* **Try it**
Reproduce the colonoscopy coding thread starting with "## hbeard (Aug" and going on through "then Mod 52.", swapping "Medicaid" for "Medicare".

** Opening Provided passage block **

# Colonoscopy/Flex Sig



## ksb0211 (Jul 29, 2011)

Just hoping for some other opinions on whether I should just code this as a flex sig or if I should bill as colonoscopy with 52 modifier.

Thanks.


PREOPERATIVE DIAGNOSIS
Colovaginal fistula.

POSTOPERATIVE DIAGNOSIS
Normal rectosigmoid.

OPERATION PERFORMED
Flexible sigmoidoscopy, truncated colonoscopy.

PROCEDURE
The patient was brought to the endoscopy room.  After attainment of sufficient MAC anesthesia, a digital examination of the rectum was carried out.  The scope was moved through the rectal vault and into the sigmoid.  We really could not get the scope to go any further _____ disrupting thing made quite an attempt to get around being very gentle, but eventually we just abandoned the procedure, decompressed her and removed the scope from her.

She tolerated the procedure well.  This was a flexible sigmoidoscopy with intent on doing a colonoscopy, but truncated because of the patient's colovaginal fistula.

The patient tolerated the procedure quite well.


----------



## bdobyns (Jul 29, 2011)

The intial intent was for a colonoscopy, and an attempt was made to continue the procedure.  I would say it needs to be coded as a colonoscopy.


----------



## ahohnhorst@bestgroupipa.com (Jul 29, 2011)

Since the colonoscopy was abandoned and only the sigmoidoscopy was done you should code for the sigmoidoscopy.


----------



## hbeard (Aug 9, 2011)

you should code what was intented....the colonoscopy with -52


----------



## jojogi (Aug 19, 2011)

You should code for what was initially intended, colonoscopy.  If it was aborted I would also add Modifier 53.  If Medicaid then Mod 52.

** Closing Provided passage block **
** Opening Study material block **

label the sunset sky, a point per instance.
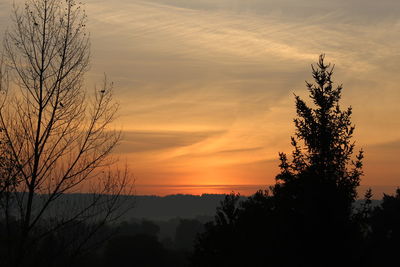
(206, 86)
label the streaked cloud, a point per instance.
(206, 87)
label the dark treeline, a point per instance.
(57, 139)
(310, 217)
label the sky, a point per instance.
(206, 87)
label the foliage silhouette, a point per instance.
(306, 218)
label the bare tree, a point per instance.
(57, 137)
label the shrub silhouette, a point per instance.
(306, 217)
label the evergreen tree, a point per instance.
(322, 142)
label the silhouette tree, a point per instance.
(56, 136)
(325, 131)
(306, 217)
(317, 187)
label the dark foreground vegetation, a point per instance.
(55, 139)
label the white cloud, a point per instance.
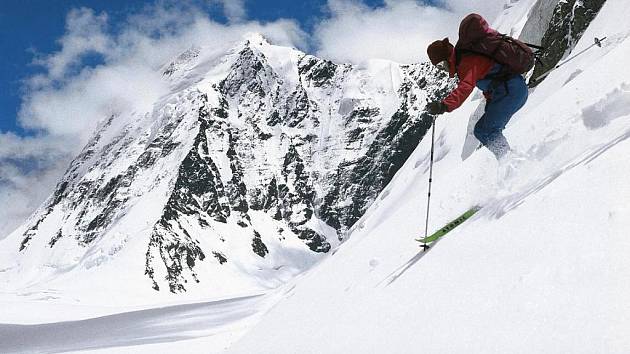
(400, 30)
(234, 10)
(65, 103)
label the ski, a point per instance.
(450, 226)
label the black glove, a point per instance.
(436, 107)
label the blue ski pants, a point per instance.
(506, 98)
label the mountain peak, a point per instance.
(256, 38)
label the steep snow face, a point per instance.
(542, 268)
(255, 165)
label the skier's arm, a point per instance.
(471, 69)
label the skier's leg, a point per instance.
(499, 110)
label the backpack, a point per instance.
(476, 36)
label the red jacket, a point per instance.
(471, 69)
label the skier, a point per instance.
(505, 91)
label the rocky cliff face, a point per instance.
(569, 21)
(261, 158)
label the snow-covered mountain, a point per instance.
(254, 165)
(542, 268)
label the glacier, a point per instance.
(542, 267)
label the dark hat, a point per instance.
(439, 51)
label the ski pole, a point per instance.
(426, 225)
(598, 42)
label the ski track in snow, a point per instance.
(517, 277)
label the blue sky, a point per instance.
(33, 26)
(98, 56)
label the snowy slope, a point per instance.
(542, 268)
(243, 175)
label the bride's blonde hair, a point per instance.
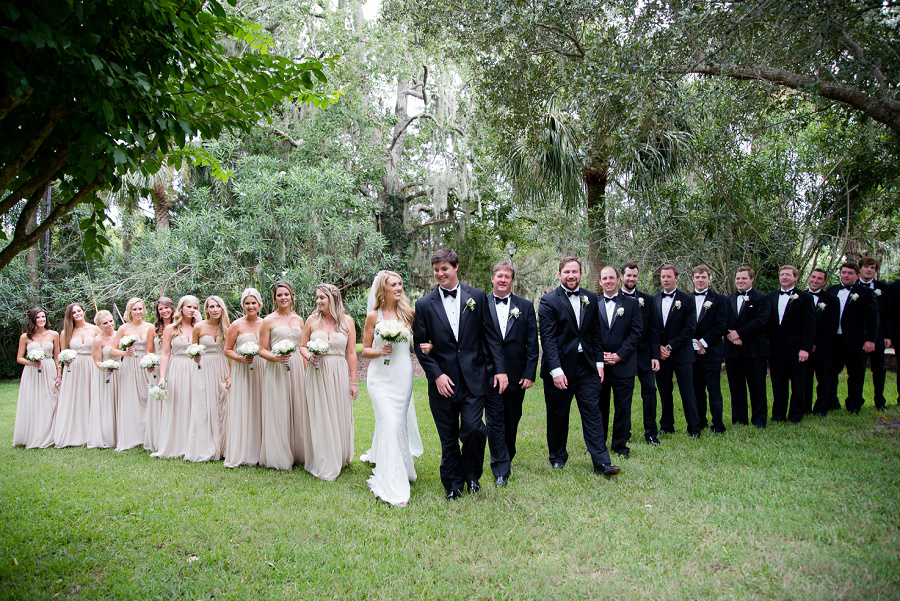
(404, 311)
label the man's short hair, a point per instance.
(504, 265)
(445, 255)
(748, 269)
(564, 260)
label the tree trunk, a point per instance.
(596, 174)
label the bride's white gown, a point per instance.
(396, 437)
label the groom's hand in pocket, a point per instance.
(444, 385)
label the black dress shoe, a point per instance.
(607, 470)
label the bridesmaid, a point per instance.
(74, 408)
(165, 311)
(330, 386)
(283, 401)
(177, 371)
(209, 390)
(104, 396)
(36, 407)
(244, 434)
(131, 412)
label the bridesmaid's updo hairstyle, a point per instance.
(31, 322)
(335, 307)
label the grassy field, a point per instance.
(808, 512)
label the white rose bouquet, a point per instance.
(248, 349)
(317, 347)
(66, 357)
(392, 331)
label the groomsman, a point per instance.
(572, 365)
(868, 271)
(746, 349)
(645, 366)
(856, 335)
(672, 324)
(711, 309)
(514, 319)
(791, 334)
(827, 310)
(621, 326)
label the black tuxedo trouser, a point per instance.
(744, 374)
(585, 387)
(855, 363)
(622, 389)
(684, 372)
(708, 378)
(647, 378)
(820, 365)
(788, 377)
(459, 420)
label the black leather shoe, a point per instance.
(607, 470)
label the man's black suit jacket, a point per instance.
(797, 329)
(561, 334)
(463, 360)
(711, 325)
(678, 331)
(520, 347)
(622, 336)
(750, 324)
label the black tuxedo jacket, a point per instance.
(679, 329)
(466, 359)
(797, 329)
(750, 324)
(859, 322)
(711, 325)
(520, 347)
(561, 333)
(622, 336)
(826, 318)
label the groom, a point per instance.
(456, 320)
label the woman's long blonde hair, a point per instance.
(335, 307)
(224, 322)
(178, 317)
(404, 310)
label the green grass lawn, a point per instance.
(808, 512)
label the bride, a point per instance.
(389, 382)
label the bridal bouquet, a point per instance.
(391, 331)
(318, 347)
(284, 347)
(150, 362)
(110, 365)
(248, 349)
(36, 356)
(196, 350)
(66, 357)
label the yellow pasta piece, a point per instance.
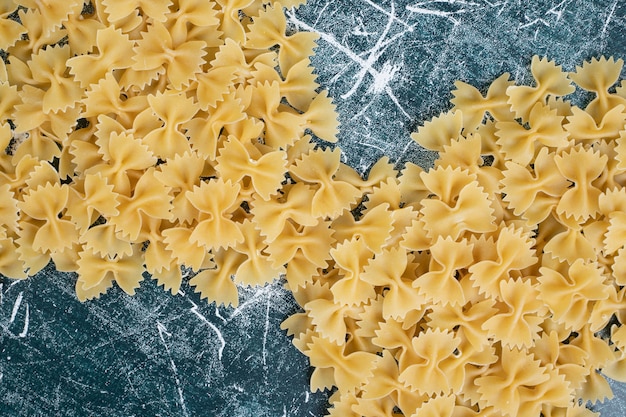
(550, 80)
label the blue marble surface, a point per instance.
(390, 66)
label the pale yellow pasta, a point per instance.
(173, 133)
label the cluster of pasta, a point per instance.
(154, 136)
(491, 284)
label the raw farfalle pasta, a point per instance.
(144, 137)
(491, 292)
(150, 135)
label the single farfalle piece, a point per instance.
(126, 154)
(550, 80)
(181, 174)
(10, 30)
(581, 166)
(391, 270)
(156, 51)
(514, 252)
(520, 144)
(431, 366)
(466, 320)
(517, 323)
(517, 385)
(258, 268)
(112, 51)
(174, 108)
(149, 199)
(473, 105)
(194, 20)
(465, 153)
(570, 245)
(460, 204)
(143, 123)
(566, 358)
(570, 291)
(9, 211)
(96, 273)
(192, 256)
(120, 9)
(349, 370)
(384, 382)
(534, 192)
(350, 258)
(103, 240)
(332, 196)
(90, 198)
(283, 126)
(216, 200)
(205, 130)
(266, 171)
(48, 72)
(328, 319)
(440, 284)
(322, 118)
(598, 76)
(440, 131)
(269, 29)
(47, 203)
(582, 126)
(298, 86)
(243, 66)
(374, 227)
(216, 283)
(230, 22)
(214, 84)
(108, 98)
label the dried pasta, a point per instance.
(143, 137)
(483, 290)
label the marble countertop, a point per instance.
(390, 65)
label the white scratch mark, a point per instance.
(265, 330)
(375, 53)
(237, 311)
(384, 77)
(390, 15)
(534, 22)
(213, 327)
(439, 13)
(162, 330)
(16, 306)
(330, 39)
(608, 20)
(371, 145)
(559, 9)
(26, 322)
(218, 314)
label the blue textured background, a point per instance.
(390, 66)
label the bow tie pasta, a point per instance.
(173, 135)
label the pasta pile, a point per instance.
(156, 135)
(493, 283)
(165, 136)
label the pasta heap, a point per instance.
(178, 135)
(143, 135)
(493, 283)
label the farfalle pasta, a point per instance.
(506, 272)
(144, 138)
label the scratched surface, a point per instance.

** Closing Study material block **

* **Solution**
## hbeard (Aug 9, 2011)

you should code what was intented....the colonoscopy with -52


----------



## jojogi (Aug 19, 2011)

You should code for what was initially intended, colonoscopy.  If it was aborted I would also add Modifier 53.  If Medicare then Mod 52.